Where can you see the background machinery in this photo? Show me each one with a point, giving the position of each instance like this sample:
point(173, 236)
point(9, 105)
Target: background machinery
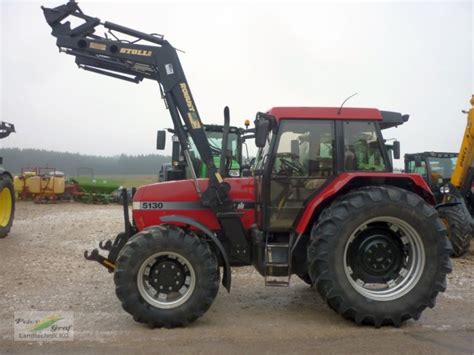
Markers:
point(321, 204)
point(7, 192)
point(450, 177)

———

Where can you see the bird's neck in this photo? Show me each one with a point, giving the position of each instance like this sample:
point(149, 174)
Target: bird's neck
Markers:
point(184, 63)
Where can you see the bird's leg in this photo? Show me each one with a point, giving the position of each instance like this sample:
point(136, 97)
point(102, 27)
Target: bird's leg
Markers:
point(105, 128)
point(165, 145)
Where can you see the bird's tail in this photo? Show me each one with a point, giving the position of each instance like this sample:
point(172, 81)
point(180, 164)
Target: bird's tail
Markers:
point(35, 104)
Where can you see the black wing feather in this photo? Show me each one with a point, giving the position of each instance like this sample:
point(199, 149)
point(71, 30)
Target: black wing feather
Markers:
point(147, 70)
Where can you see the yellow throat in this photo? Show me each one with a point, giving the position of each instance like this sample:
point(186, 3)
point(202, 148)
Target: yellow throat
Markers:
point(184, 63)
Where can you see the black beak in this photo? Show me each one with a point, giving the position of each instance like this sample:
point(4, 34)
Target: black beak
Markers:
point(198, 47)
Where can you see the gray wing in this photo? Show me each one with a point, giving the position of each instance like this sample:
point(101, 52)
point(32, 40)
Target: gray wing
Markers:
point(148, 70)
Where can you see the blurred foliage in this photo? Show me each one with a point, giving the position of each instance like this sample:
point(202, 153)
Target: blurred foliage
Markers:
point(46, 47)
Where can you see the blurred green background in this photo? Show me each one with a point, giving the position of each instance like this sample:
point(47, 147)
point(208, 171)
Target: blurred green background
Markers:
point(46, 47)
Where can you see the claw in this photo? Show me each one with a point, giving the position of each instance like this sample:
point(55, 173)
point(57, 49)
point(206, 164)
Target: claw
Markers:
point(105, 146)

———

Which lines in the rows above contain the word "Target"? Pick out each of them.

SOLVED PROBLEM:
Target: background machinery
Target: bird's neck
Target: bird's leg
Target: bird's tail
Target: black wing feather
Target: yellow throat
Target: black beak
Target: gray wing
Target: blurred foliage
Target: blurred green background
Target: claw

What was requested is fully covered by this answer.